### [Requirement]
Convert all of the items below into a two-column CSV headed instruction and coordinates, with one row per item holding its text and its answer, each in a single quoted field with line breaks replaced by spaces. Leave the pictures out of the output.

Dataset entries
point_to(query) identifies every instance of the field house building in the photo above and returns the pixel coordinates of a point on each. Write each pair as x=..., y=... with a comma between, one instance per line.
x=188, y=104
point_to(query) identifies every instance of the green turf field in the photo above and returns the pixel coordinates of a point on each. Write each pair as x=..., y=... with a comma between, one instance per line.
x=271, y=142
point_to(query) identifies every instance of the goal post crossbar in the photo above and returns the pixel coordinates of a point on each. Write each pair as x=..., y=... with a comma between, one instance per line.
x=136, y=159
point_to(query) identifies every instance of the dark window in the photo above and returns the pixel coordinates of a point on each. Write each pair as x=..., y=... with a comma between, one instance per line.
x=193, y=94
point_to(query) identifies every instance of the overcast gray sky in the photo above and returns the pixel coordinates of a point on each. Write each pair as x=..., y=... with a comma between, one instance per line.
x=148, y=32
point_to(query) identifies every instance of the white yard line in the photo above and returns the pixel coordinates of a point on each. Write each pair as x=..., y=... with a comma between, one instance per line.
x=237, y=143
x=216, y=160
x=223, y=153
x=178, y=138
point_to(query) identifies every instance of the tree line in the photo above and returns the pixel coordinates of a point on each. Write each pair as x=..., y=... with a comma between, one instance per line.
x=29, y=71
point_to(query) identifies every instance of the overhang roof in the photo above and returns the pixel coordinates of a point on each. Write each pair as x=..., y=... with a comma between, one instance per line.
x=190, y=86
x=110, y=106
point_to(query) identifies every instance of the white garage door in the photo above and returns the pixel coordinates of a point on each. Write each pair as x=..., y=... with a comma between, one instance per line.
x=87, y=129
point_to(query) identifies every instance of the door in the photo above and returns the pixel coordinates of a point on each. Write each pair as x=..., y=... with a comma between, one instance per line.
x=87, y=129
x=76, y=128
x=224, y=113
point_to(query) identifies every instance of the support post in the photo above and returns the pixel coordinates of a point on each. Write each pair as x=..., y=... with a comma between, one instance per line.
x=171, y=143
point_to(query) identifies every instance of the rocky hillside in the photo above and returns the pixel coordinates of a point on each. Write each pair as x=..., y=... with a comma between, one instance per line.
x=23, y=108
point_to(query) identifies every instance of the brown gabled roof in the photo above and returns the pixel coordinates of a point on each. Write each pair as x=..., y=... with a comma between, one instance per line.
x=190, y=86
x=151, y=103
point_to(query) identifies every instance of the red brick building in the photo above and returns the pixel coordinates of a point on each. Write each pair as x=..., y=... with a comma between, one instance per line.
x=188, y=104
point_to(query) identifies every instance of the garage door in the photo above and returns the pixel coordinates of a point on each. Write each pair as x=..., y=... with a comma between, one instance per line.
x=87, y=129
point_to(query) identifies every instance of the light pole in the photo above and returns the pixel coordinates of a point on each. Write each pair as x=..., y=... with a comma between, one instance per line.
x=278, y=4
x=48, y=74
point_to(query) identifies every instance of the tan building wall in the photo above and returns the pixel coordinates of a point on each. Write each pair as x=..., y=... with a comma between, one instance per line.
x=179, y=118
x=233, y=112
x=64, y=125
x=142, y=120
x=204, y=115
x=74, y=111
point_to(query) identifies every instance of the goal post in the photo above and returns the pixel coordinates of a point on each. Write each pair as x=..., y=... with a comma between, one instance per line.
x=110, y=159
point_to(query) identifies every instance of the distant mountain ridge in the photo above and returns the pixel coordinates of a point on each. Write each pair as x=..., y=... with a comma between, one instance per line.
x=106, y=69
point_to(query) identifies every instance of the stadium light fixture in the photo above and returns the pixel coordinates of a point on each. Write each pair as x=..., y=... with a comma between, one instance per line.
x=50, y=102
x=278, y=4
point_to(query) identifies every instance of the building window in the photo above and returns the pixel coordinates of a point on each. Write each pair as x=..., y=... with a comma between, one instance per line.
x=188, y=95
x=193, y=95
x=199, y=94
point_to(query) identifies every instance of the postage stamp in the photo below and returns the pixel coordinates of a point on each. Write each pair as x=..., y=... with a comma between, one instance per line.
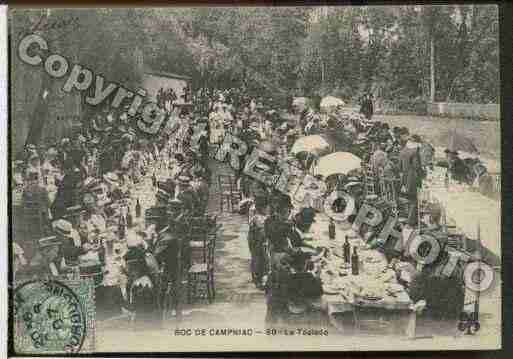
x=53, y=317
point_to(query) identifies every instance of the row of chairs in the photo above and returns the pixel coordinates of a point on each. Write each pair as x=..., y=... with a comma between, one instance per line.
x=200, y=274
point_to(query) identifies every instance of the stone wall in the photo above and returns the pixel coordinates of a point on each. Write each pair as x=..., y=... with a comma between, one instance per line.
x=466, y=110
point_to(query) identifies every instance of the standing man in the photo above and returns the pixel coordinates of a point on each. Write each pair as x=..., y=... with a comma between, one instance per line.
x=411, y=177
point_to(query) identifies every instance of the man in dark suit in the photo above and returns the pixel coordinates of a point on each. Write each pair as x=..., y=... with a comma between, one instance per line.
x=411, y=177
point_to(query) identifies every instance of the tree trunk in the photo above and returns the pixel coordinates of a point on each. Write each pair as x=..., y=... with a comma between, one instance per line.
x=40, y=113
x=432, y=68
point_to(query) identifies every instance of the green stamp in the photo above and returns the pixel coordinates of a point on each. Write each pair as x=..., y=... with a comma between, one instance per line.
x=54, y=317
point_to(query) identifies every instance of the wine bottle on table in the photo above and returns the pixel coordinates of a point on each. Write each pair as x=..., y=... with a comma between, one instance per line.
x=332, y=230
x=138, y=209
x=122, y=226
x=354, y=262
x=101, y=252
x=154, y=180
x=347, y=251
x=129, y=218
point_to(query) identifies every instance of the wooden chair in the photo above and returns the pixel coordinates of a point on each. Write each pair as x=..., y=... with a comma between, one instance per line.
x=35, y=219
x=369, y=183
x=201, y=275
x=228, y=191
x=198, y=230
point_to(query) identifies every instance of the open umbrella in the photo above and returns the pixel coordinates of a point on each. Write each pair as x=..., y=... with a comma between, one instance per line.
x=337, y=163
x=299, y=101
x=457, y=142
x=267, y=146
x=315, y=144
x=331, y=102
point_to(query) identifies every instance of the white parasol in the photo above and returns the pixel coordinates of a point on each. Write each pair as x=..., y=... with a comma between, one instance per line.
x=337, y=163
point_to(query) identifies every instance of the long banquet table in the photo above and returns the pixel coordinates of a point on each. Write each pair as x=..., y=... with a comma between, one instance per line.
x=345, y=292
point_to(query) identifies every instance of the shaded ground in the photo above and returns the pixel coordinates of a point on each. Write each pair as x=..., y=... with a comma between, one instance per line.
x=485, y=134
x=239, y=304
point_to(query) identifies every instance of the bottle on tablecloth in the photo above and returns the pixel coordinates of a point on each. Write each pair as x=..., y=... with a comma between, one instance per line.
x=101, y=252
x=122, y=226
x=138, y=209
x=129, y=218
x=154, y=179
x=331, y=229
x=347, y=251
x=355, y=261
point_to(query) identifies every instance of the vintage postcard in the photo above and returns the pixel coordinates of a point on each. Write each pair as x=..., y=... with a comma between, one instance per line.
x=254, y=179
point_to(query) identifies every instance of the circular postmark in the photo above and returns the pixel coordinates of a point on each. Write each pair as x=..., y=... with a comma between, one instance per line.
x=48, y=318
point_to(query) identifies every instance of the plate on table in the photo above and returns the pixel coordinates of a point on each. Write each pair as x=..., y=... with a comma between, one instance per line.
x=372, y=298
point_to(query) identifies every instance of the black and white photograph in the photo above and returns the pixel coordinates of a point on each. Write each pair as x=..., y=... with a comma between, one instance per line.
x=239, y=179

### [Answer to this task]
instruction,coordinates
"point_to(query) identifies every instance of the field house building in the photo above and returns the pixel coordinates of a point on each. Write each pair as x=..., y=... with a comma between, one instance per line.","x=188, y=104"
"point_to(query) identifies every instance of the green turf field in the photo above and returns the pixel coordinates of a point on each. Write each pair as x=..., y=... with a comma between, one instance per line.","x=271, y=142"
"point_to(query) identifies every instance of the goal post crossbar in the photo above and returns the pixel coordinates of a point on each. Write each pair as x=..., y=... with a comma between, one instance per line.","x=136, y=159"
"point_to(query) identifies every instance of the dark window in the photo above and returns the pixel coordinates of a point on each. Write each pair as x=..., y=... with a comma between, one instance per line.","x=193, y=94"
"point_to(query) identifies every instance of the overcast gray sky in the photo above and returns the pixel coordinates of a point on each. Write each pair as x=..., y=... with a comma between, one instance per line.","x=148, y=32"
"point_to(query) identifies every instance of the white yard line in the photo above and returns the pixel coordinates of a point on each. Write each pair as x=..., y=... with a comma between, one instance per line.","x=237, y=143 x=216, y=160 x=223, y=153 x=178, y=138"
"point_to(query) identifies every instance of the tree line in the photo above and returns the pixel coordinates of a point on each. Write each pair as x=..., y=... with a comma between, one instance per line.","x=29, y=71"
"point_to(query) identifies every instance of the overhang roof in the photo above and returns the pixel coordinates of a point on each. Write each pair as x=..., y=... with a comma between, one instance per line.","x=190, y=86 x=110, y=106"
"point_to(query) identifies every instance of the white garage door in the photo above and returns the pixel coordinates of a point on each. Write each pair as x=..., y=... with a comma between, one instance per line.","x=87, y=129"
"point_to(query) identifies every instance of the door in the photo above and returns the pixel coordinates of a point on each. Write each pair as x=..., y=... with a comma between, one instance per line.","x=87, y=129 x=76, y=128 x=224, y=113"
"point_to(query) identifies every instance of the support post in the photo above and returns the pixel coordinates of a point on each. Write each pair as x=..., y=... with a comma between, one instance per line.","x=171, y=143"
"point_to(query) identifies every instance of the rocky hillside in the photo above and returns the pixel coordinates of a point on each. Write each pair as x=..., y=... with a comma between, one instance per line.","x=23, y=108"
"point_to(query) identifies every instance of the brown gabled roof in the photo above and returns the pixel coordinates of a point on each. Write each pair as x=..., y=... with a comma between, one instance per line.","x=190, y=86 x=151, y=103"
"point_to(query) identifies every instance of the red brick building in the photo above and returns the pixel coordinates of a point on each. Write each pair as x=..., y=... with a comma between, one instance per line.","x=188, y=104"
"point_to(query) identifies every instance of the garage door in the photo above and returns the pixel coordinates of a point on each. Write each pair as x=..., y=... with a comma between, one instance per line.","x=87, y=129"
"point_to(query) identifies every instance of the light pole in the photo above and returns the pixel coordinates of a point on each. Write each pair as x=..., y=... with a comma between, one instance per line.","x=278, y=4 x=48, y=74"
"point_to(query) identifies every instance of the tan building wall in the photo above and returns the pixel coordinates of a point on each. Write each pair as x=..., y=... with a comma between, one instance per line.","x=179, y=118 x=233, y=112 x=64, y=125 x=142, y=120 x=204, y=115 x=74, y=111"
"point_to(query) identifies every instance of the goal post in the photo above and returns the pixel coordinates of a point on each. Write each pair as x=..., y=... with a comma between, one instance per line.","x=110, y=159"
"point_to(query) identifies every instance of the distant mountain ridge in the photo above and returns the pixel coordinates of a point on each. Write each pair as x=..., y=... with a comma between, one instance per line.","x=106, y=69"
"point_to(query) identifies every instance of the stadium light fixture in the photo above and returns the pixel coordinates of a point on each. Write each pair as x=..., y=... with a comma between, one instance per line.","x=50, y=102 x=278, y=4"
"point_to(query) identifies every instance of the building window in the photo above and returns the pixel coordinates of a point on each. Write each pair as x=..., y=... with a comma between, one instance per line.","x=188, y=95 x=193, y=95 x=199, y=94"
"point_to(query) identifies every instance of the postage stamp in the photo below and returns the pixel coordinates of a point on each. Write each pair as x=..., y=... with a comma between, one instance per line.","x=53, y=317"
"point_to(query) identifies every instance of the row of chairs in the photo above and returns the pixel coordinates of a point on each. Write each pair as x=..., y=... with a comma between, one instance per line.","x=200, y=274"
"point_to(query) identifies every instance of the stone wall in the photo above and returns the pixel coordinates of a point on each. Write each pair as x=..., y=... with a comma between, one instance per line.","x=466, y=110"
"point_to(query) identifies every instance of the standing man in the photo above and returns the pixel coordinates of a point on each. Write each pair as x=..., y=... with a comma between, one instance per line.","x=411, y=177"
"point_to(query) identifies every instance of the man in dark suit in the photo above and returns the pixel coordinates of a point on each. Write each pair as x=..., y=... with a comma between, one instance per line.","x=411, y=177"
"point_to(query) identifies every instance of the tree trunk in the photo above and returns the pixel coordinates of a point on each. Write each pair as x=..., y=... with a comma between, one instance per line.","x=40, y=113 x=432, y=68"
"point_to(query) identifies every instance of the green stamp in the photo above and returns the pixel coordinates of a point on each. Write each pair as x=..., y=... with a comma between, one instance per line.","x=54, y=317"
"point_to(query) identifies every instance of the wine bottle on table in the photo above and returns the pixel coordinates of a point on each. Write each pair as x=..., y=... with a comma between, one instance per line.","x=332, y=230 x=138, y=209 x=122, y=226 x=354, y=262 x=101, y=252 x=154, y=180 x=347, y=251 x=129, y=218"
"point_to(query) identifies every instance of the wooden chair in the photo above and returns the pixel coordinates of a point on each. Write each pair as x=..., y=... with a comma between, one instance per line.","x=35, y=219 x=369, y=183 x=201, y=275 x=228, y=191 x=198, y=230"
"point_to(query) identifies every instance of the open umbrella in the photo above and returns the pixel coordinates of a point on each. Write each pair as x=..., y=... with a comma between, one instance per line.","x=337, y=163 x=299, y=101 x=457, y=142 x=267, y=146 x=315, y=144 x=331, y=102"
"point_to(query) identifies every instance of the white parasol in the photo above and returns the pixel coordinates of a point on each. Write each pair as x=..., y=... with a comma between, one instance per line.","x=337, y=163"
"point_to(query) identifies every instance of the long banquet table in the photo above and returns the pixel coordinates of a point on each. Write each pair as x=..., y=... with a comma between, one instance per line.","x=345, y=292"
"point_to(query) identifies every instance of the shaded ground in the photo above and returns the pixel coordinates of a point on each. Write each pair as x=..., y=... with a comma between, one instance per line.","x=485, y=134 x=239, y=304"
"point_to(query) identifies every instance of the bottle on tablecloth in the photo above and returns the pixel coordinates of a point on each. Write each pair as x=..., y=... with a comma between, one instance per line.","x=101, y=252 x=122, y=226 x=138, y=209 x=129, y=218 x=154, y=179 x=331, y=229 x=347, y=251 x=355, y=261"
"point_to(query) identifies every instance of the vintage postcard in the photo above and returns the pixel coordinates of a point on each. Write each pair as x=..., y=... with a comma between, one instance per line.","x=254, y=179"
"point_to(query) identifies every instance of the circular postmark in the photo above and returns the pixel coordinates of a point on each. Write each pair as x=..., y=... with a comma between, one instance per line.","x=48, y=318"
"point_to(query) identifies every instance of the plate on table in the photo above and returns the pixel coordinates of a point on each. Write each pair as x=..., y=... with a comma between, one instance per line.","x=372, y=298"
"point_to(query) identifies every instance of the black and white photograph in the photo above and returns the pixel coordinates of a point on each. Write each pair as x=..., y=... with a comma between, one instance per line.","x=239, y=179"